_GOAL OF THE EXERCISE_:
Each line of the records must appear in your answer exactly, with no pictures.

━━ PROVIDED DATA ━━

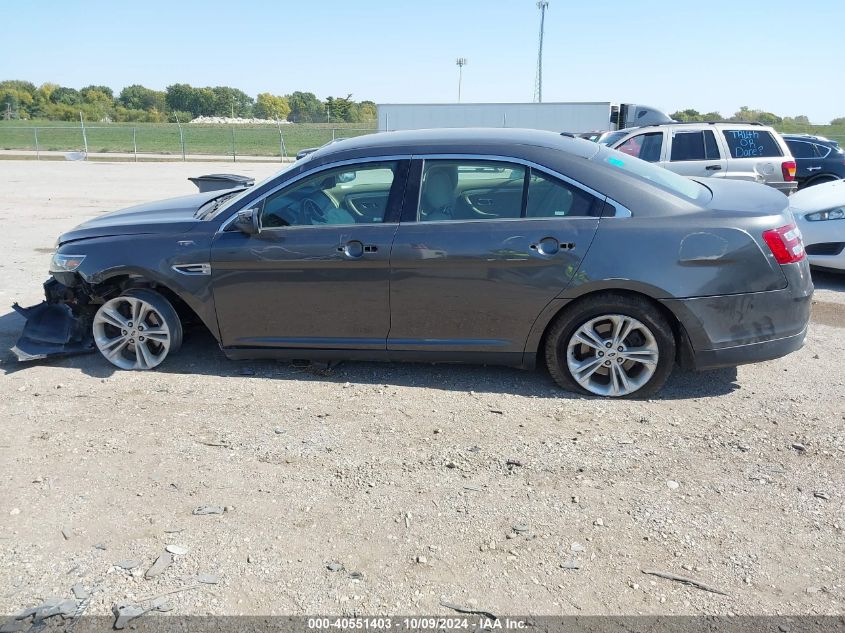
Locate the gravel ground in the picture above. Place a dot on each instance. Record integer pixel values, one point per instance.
(376, 488)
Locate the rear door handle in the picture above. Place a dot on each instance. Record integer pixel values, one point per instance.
(352, 249)
(355, 249)
(547, 246)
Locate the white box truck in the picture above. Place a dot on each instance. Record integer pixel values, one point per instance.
(575, 117)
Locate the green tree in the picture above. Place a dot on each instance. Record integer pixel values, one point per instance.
(268, 106)
(367, 111)
(227, 99)
(305, 107)
(102, 89)
(97, 105)
(138, 97)
(66, 96)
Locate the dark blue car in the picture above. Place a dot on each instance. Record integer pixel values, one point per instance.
(818, 158)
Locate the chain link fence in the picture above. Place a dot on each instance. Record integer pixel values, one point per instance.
(171, 140)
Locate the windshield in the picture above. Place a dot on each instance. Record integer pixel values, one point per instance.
(219, 205)
(663, 178)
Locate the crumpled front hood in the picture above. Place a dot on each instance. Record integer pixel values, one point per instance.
(163, 216)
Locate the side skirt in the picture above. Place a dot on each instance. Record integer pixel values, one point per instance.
(509, 359)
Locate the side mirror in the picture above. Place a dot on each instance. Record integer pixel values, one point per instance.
(247, 221)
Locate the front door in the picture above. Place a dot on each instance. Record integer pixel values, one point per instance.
(317, 273)
(484, 256)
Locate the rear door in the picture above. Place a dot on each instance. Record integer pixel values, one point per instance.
(695, 153)
(488, 245)
(754, 155)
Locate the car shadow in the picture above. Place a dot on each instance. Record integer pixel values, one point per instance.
(828, 280)
(200, 355)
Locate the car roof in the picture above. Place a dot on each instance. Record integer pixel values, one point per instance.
(457, 140)
(732, 124)
(810, 138)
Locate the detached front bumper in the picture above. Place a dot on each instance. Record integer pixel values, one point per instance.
(53, 328)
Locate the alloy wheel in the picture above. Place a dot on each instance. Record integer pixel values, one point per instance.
(612, 355)
(131, 333)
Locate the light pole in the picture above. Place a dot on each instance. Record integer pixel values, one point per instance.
(538, 87)
(461, 62)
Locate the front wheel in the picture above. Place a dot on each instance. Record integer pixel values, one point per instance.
(137, 330)
(616, 346)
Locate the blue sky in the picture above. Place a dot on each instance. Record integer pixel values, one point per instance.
(782, 56)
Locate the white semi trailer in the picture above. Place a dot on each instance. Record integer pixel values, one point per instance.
(573, 117)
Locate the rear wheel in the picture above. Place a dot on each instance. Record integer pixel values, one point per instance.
(137, 330)
(611, 345)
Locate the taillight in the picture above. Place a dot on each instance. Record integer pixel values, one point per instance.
(788, 168)
(785, 243)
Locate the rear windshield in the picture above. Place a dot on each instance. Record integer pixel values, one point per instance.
(751, 144)
(663, 178)
(609, 138)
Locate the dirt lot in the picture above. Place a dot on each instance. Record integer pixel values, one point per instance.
(389, 488)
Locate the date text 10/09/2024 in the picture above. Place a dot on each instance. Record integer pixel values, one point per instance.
(421, 623)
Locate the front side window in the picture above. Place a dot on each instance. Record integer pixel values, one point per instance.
(751, 144)
(470, 190)
(356, 194)
(698, 145)
(644, 146)
(549, 197)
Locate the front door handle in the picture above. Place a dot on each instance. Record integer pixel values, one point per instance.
(352, 249)
(546, 246)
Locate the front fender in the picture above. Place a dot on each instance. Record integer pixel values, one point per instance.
(172, 261)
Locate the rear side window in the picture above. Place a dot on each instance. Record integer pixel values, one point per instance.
(823, 151)
(470, 190)
(549, 197)
(751, 144)
(663, 178)
(800, 149)
(699, 145)
(646, 147)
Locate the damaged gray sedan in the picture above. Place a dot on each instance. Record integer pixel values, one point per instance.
(493, 246)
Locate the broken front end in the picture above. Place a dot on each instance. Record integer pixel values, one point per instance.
(58, 326)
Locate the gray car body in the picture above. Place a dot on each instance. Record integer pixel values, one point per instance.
(291, 293)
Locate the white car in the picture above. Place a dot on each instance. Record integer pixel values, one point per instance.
(820, 214)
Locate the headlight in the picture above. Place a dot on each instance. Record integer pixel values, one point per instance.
(65, 263)
(830, 214)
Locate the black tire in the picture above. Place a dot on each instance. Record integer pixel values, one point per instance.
(122, 342)
(639, 308)
(167, 311)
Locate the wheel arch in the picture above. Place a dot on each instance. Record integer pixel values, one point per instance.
(187, 307)
(820, 178)
(535, 346)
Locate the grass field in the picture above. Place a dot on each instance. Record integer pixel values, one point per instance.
(163, 138)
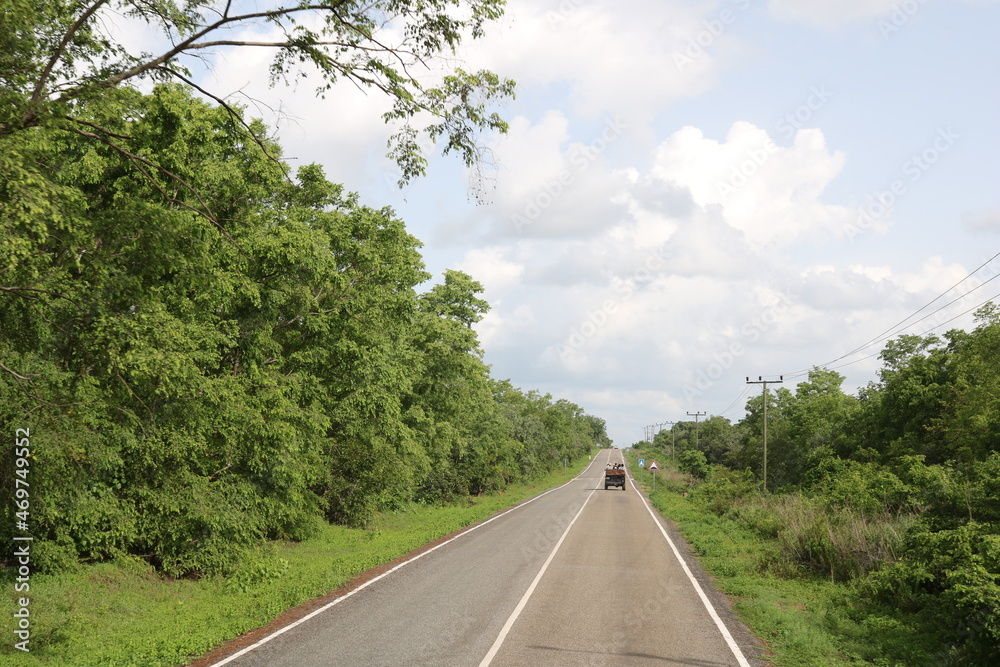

━━━

_OUTPUT FOR THIS EXERCISE_:
Locate the gravel ground in the picture above. Place a dot on each instance. Record integer pixel values, one point per instance.
(376, 488)
Locate the rear door handle in the picture above. Place a dot on each instance. Record integer pixel values, one point per instance.
(352, 249)
(355, 249)
(547, 246)
Locate the white box truck in the picture above. Place a dot on each instance. Record integer pixel values, one point per instance.
(575, 117)
Locate the green tree in the picture above. Place a dot on each instance. Record integer pixel values, one point per instance.
(268, 106)
(367, 111)
(227, 99)
(305, 107)
(102, 89)
(97, 105)
(138, 97)
(66, 96)
Locate the dark blue car in the picture above. Place a dot on each instance. Record integer pixel values, one point per instance.
(818, 158)
Locate the chain link fence in the picture above. Place a dot on each instance. Record integer pixel values, one point per instance.
(171, 140)
Locate the windshield in the picture above. Place a dot on each instance. Record integer pixel values, one point per instance.
(219, 205)
(663, 178)
Locate the crumpled front hood in the picture above. Place a dot on each instance. Record integer pixel values, one point per instance.
(163, 216)
Locate the side skirt in the picture above. Place a dot on each instance. Record integer pixel values, one point per instance.
(509, 359)
Locate the side mirror in the picture above. Place a dot on each instance. Record integer pixel values, one point per instance.
(247, 221)
Locate the front door in the picture above. Place a dot on each instance. Record integer pixel values, one point per instance.
(317, 273)
(484, 256)
Locate the rear door in the picture above. Place a dot on each instance. Record integer pixel values, one point per instance.
(695, 153)
(488, 245)
(754, 155)
Locate the car shadow in the picture above. Place a dot on each instance. Record integer pixel values, one point per instance.
(828, 280)
(200, 355)
Locate the car roof in the picture above. Place a dot on each instance. Record integer pixel values, one point per instance.
(457, 140)
(732, 124)
(810, 138)
Locate the detached front bumper in the picture above. Place a dot on each instance. Record integer pixel values, one point per instance.
(53, 328)
Locate the alloy wheel in the picture above. Place a dot on each instance. Record integer pixel values, one point per instance.
(612, 355)
(131, 333)
Locate the light pole in the picture above. Place a dot on each instance. Record integer pixel values, one point per instance.
(538, 87)
(461, 62)
Locate the front wheel in the picture above. Place a dot on each instance. Record integer pixel values, one point per instance.
(137, 330)
(616, 346)
Locate the blue sky in the picture above. Place a dot on each instance. Record integer pixel values, one point per instance.
(782, 56)
Locate the white semi trailer in the picture above. Place a dot on each instance. Record integer pixel values, one point per instance.
(573, 117)
Locate the rear wheel in the picture above. Place a dot on each instance. Record integer pixel values, one point per instance.
(137, 330)
(611, 345)
Locate the taillight in the picture above. Place a dot on each instance. Record integer pixel values, one point per instance.
(788, 168)
(785, 243)
Locate the rear windshield in the picture above. Place a dot on each instance. Record integer pixel values, one point per instance.
(751, 144)
(663, 178)
(609, 138)
Locate the dirt lot in the picture above. Place a dot on each instance. Record integer pixel values, one point per instance.
(389, 488)
Locate the date text 10/09/2024 in the picture above. Place a dot on each instance. Record integer pixel values, one point per instance.
(421, 623)
Locate the front side window in the picture above. Place a dot on each instance. Record integer pixel values, one point per instance.
(751, 144)
(470, 190)
(356, 194)
(698, 145)
(644, 146)
(549, 197)
Locate the front door handle in the picture above. Place a dot on each instance. Record integer pixel values, one point per instance.
(352, 249)
(546, 246)
Locate the front fender in the picture above. Place a dot on each instance. Record integer pixel values, one point per instance.
(172, 261)
Locate the rear side window in the picture above. Place a dot on each instance. Record integer pixel values, one point per instance.
(823, 151)
(470, 190)
(549, 197)
(751, 144)
(663, 178)
(800, 149)
(699, 145)
(646, 147)
Locate the damaged gray sedan in the picture above. Place a dot on each instance. Record integer pixel values, one point per instance.
(493, 246)
Locate the broken front end in the picture above. Place a dot on each instance. Record integer pixel values, one point per instance.
(58, 326)
Locate the gray car body in the picture above. Place a dot on each instance. Record integer pixel values, one point per instance.
(291, 293)
Locate the white car in the picture above. Place a dot on each instance. Record integer pixel values, one point per instance.
(820, 214)
Locate the headlight in the picture above. Place a dot on each instance. Record integer pixel values, one point per instance.
(65, 263)
(830, 214)
Locate the black tire in the picture above. Place a dot on each instance. Record integer pixel values, one point per instance.
(122, 342)
(639, 308)
(167, 311)
Locate the wheel arch in the picture above. Place a dot on each instance. Record integer pixel values, one point per instance.
(187, 307)
(820, 178)
(535, 346)
Locate the grass field in the picture above. Place a dot on each instance. Record integer pixel values, one point per instance.
(163, 138)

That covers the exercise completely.